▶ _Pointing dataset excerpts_
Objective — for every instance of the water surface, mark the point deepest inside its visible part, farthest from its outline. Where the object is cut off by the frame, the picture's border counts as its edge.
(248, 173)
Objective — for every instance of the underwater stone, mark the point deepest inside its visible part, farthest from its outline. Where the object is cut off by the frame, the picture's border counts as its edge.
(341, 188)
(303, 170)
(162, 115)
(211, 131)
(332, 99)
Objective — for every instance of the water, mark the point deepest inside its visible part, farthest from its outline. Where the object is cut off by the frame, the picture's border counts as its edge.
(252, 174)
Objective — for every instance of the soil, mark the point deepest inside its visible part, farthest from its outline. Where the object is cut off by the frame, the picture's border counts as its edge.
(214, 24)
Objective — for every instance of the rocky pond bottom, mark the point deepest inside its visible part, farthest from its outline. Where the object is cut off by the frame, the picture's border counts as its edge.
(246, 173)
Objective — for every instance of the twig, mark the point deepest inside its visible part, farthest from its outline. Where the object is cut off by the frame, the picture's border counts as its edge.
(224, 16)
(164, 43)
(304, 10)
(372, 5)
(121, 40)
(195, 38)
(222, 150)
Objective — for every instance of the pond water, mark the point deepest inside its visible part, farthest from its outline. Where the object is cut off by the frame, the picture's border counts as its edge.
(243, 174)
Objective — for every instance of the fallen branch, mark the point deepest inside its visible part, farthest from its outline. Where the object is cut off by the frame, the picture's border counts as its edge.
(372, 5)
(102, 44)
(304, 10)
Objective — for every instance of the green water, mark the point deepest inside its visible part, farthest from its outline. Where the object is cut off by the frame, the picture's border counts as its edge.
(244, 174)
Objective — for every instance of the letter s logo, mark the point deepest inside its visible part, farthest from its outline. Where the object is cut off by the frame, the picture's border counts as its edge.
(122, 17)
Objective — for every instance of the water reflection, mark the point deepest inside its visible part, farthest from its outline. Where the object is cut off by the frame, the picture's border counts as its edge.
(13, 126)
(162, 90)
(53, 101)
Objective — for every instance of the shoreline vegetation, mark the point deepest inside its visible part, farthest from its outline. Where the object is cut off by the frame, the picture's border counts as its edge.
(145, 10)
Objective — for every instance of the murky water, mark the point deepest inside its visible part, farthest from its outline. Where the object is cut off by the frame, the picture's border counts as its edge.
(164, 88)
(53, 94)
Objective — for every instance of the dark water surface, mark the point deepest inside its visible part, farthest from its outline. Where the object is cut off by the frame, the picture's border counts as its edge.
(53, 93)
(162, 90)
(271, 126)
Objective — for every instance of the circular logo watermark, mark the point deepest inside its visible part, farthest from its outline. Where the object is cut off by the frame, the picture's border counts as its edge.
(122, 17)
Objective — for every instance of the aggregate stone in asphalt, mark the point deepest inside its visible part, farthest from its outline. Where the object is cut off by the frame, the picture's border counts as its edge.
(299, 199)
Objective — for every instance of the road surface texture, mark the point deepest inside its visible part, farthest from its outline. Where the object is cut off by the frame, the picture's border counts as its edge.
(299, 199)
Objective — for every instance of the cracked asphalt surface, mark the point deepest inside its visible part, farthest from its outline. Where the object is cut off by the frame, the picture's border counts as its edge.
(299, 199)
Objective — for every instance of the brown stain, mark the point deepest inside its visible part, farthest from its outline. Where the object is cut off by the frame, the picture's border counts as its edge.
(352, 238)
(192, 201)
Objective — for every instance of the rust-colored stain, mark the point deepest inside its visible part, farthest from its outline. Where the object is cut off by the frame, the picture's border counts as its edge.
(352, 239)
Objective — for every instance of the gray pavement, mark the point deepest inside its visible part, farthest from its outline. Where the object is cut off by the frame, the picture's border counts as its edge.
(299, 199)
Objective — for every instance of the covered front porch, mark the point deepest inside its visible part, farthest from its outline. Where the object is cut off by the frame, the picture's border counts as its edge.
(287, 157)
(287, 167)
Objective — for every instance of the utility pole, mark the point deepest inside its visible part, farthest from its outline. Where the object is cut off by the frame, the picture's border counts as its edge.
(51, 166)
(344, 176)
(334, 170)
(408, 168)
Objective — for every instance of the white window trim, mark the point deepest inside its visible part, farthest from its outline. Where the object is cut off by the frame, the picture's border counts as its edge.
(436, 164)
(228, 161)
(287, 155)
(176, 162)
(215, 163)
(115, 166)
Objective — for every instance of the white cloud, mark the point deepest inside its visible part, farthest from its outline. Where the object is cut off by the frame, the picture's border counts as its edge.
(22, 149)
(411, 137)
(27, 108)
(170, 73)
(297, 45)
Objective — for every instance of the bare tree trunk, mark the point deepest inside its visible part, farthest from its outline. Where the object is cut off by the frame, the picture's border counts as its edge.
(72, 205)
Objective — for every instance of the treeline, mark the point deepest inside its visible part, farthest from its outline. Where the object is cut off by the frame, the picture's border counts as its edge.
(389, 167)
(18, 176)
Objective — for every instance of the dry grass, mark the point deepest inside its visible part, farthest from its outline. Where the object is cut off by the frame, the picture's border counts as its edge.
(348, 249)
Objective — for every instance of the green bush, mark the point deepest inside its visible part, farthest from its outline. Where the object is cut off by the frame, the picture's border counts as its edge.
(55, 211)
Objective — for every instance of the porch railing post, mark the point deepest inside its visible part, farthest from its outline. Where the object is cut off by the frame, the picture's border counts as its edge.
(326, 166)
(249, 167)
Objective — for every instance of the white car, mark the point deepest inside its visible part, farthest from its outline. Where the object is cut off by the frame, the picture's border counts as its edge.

▶ _INSTRUCTIONS FOR THE TASK_
Recopy the whole listing exactly.

▶ _RESPONSE TO THIS TASK_
Objective — for every instance of the water surface, mark the point deepest inside its visible part, farthest from its outline. Where the object is cut off by the frame, the picture's border counts as its edge.
(248, 173)
Objective — for every instance of the underwater stone, mark the point deepest inside its visible part, farthest from its outline. Where the object is cut off by the frame, the picture's border counts as its edge.
(341, 188)
(303, 170)
(162, 115)
(211, 131)
(332, 99)
Objective — for every instance of the water, mark the point deepest inside its visible part, farthest from its outline. Where the object is cut off by the frame, the picture's border counts as its edge.
(252, 174)
Objective — for every instance of the soil, mark the point deepest inside its visible part, farthest from its outline. Where the object is cut off by the frame, the picture's border counts as its edge.
(214, 24)
Objective — for every instance of the rocky pond bottom, mark the point deepest inside its visible part, farthest from its outline. Where the object is cut off by the frame, the picture's border counts as its edge.
(246, 173)
Objective — for every instance of the twig, mark the point deepest inside its visible part, farthest from its outline. Where the object is cut off by the frame, the picture's border counts as its edge.
(224, 16)
(164, 43)
(304, 10)
(372, 5)
(121, 40)
(195, 38)
(222, 150)
Objective — for every instance of the pond water, mark the point deepest inside its visible part, farthest from its outline. Where the object is cut off by the frame, the picture's border counts as its edge.
(243, 174)
Objective — for every instance of the fallen branch, mark the point deepest inside its visible part, farthest from its outline. Where the object is cut off by the frame, the picture's border counts as its edge.
(372, 5)
(102, 44)
(304, 10)
Objective — for every instance of the green water, mark the point deepest inside its visible part, farthest from its outline. Where the object is cut off by the frame, the picture's border counts as its edge.
(244, 174)
Objective — for every instance of the letter s logo, mark the point deepest inside its visible part, farthest from its outline. Where the object is cut off by the frame, the picture's border counts as its edge.
(122, 17)
Objective — for every instance of the water reflection, mark the point deepest inside its visible part, farthest from its outline. Where the object is cut off by the frame, the picture's border counts as its edge.
(13, 126)
(162, 90)
(53, 101)
Objective — for every instance of the shoreline vegetation, mark the point deepest inside its visible part, farthest from its outline. Where the object is cut off by the frame, the picture's border counts as its edge.
(145, 10)
Objective — for every instance of the murky water, mark the point deepest inside its visible part, farthest from its outline. Where the object is cut off by the frame, the picture's border counts as its edge.
(164, 88)
(53, 94)
Objective — for every instance of the dark water surface, mark the point deepest inside its visible part, farthest from its outline. Where the object is cut off by the frame, the picture's border counts as its edge.
(53, 93)
(162, 90)
(271, 126)
Objective — for every instance of the circular logo watermark, mark the point deepest inside its visible part, farthest from its outline. Where the object is cut off by the frame, the picture's border counts as its edge.
(122, 17)
Objective — for every instance of the aggregate stone in asphalt, mark the point deepest inside its visible part, farthest from its outline. Where the object is cut off by the frame, the picture's border counts as its edge.
(299, 199)
Objective — for every instance of the road surface texture, mark the point deepest inside its visible part, farthest from its outline. Where the object is cut off by the frame, the picture's border counts as its edge.
(299, 199)
Objective — for every instance of the cracked asphalt surface, mark the point deepest inside its visible part, farthest from its outline. Where the object is cut off by the frame, the picture's border counts as its edge.
(299, 199)
Objective — for every instance of the brown stain, mark the point deepest inside its visible part, farthest from its outline. Where the object is cut off by the frame, the picture's border counts as its edge.
(352, 238)
(192, 201)
Objective — for every instance of the rust-colored stain, mark the point deepest inside its visible part, farthest from its outline. Where the object is cut off by the frame, the picture's border counts as its edge.
(352, 239)
Objective — for every instance of the gray pavement, mark the point deepest inside its visible part, farthest from its outline. Where the object is cut off by the frame, the picture's border counts as its edge.
(299, 199)
Objective — for every instance of the covered front porch, mark the point deepest inside its visible part, farthest from its outline. Where the object is cut off by the frame, the picture's border counts as its edge.
(287, 157)
(287, 167)
Objective — for every instance of the utility pole, mark the point deepest inside its visible part, farthest from its outline. Where the object is cut off by the frame, the picture's border counts as its edge.
(51, 166)
(344, 176)
(334, 170)
(408, 168)
Objective — for every instance of the white window trim, mark the point deepest inside its visible part, farthest from its outline. Where the object is cut off by the frame, the picture's border counts as its edge.
(436, 164)
(228, 161)
(287, 155)
(176, 162)
(215, 163)
(115, 166)
Objective — for every instance of the white cloud, mark the point deepest inside its visible part, farthest from its outline. Where the object is cut off by the frame, the picture's border counts as its edge.
(22, 149)
(411, 137)
(27, 108)
(170, 73)
(297, 45)
Objective — for every instance of the bare tree trunk, mark the point deepest inside its visible part, farthest from its outline. Where the object is cut off by the frame, the picture's border counts as its edge.
(72, 205)
Objective — for every instance of the treeline, mark the point deepest inside its visible part, farthest from its outline. Where the object is cut off by the frame, the picture's border counts as its edge.
(389, 167)
(18, 176)
Objective — for every instance of the dry grass, mark the point deepest inside its visible part, farthest from its outline. Where the object is cut off by the frame, the picture's border counts as its edge.
(348, 249)
Objective — for every instance of the green bush, mark the point deepest inside its visible part, farthest from its outline. Where the object is cut off by the frame, the picture's border counts as its edge.
(55, 211)
Objective — for every instance of the porch railing post, mark the point deepest inside its visible part, farthest from its outline. Where the object is cut off by the frame, the picture's border counts as its edge.
(326, 166)
(249, 167)
Objective — for every instance of the white car, mark the point deepest inside its visible part, farthest from its outline. Where the object is cut off by the frame, the picture's border counts as its edge.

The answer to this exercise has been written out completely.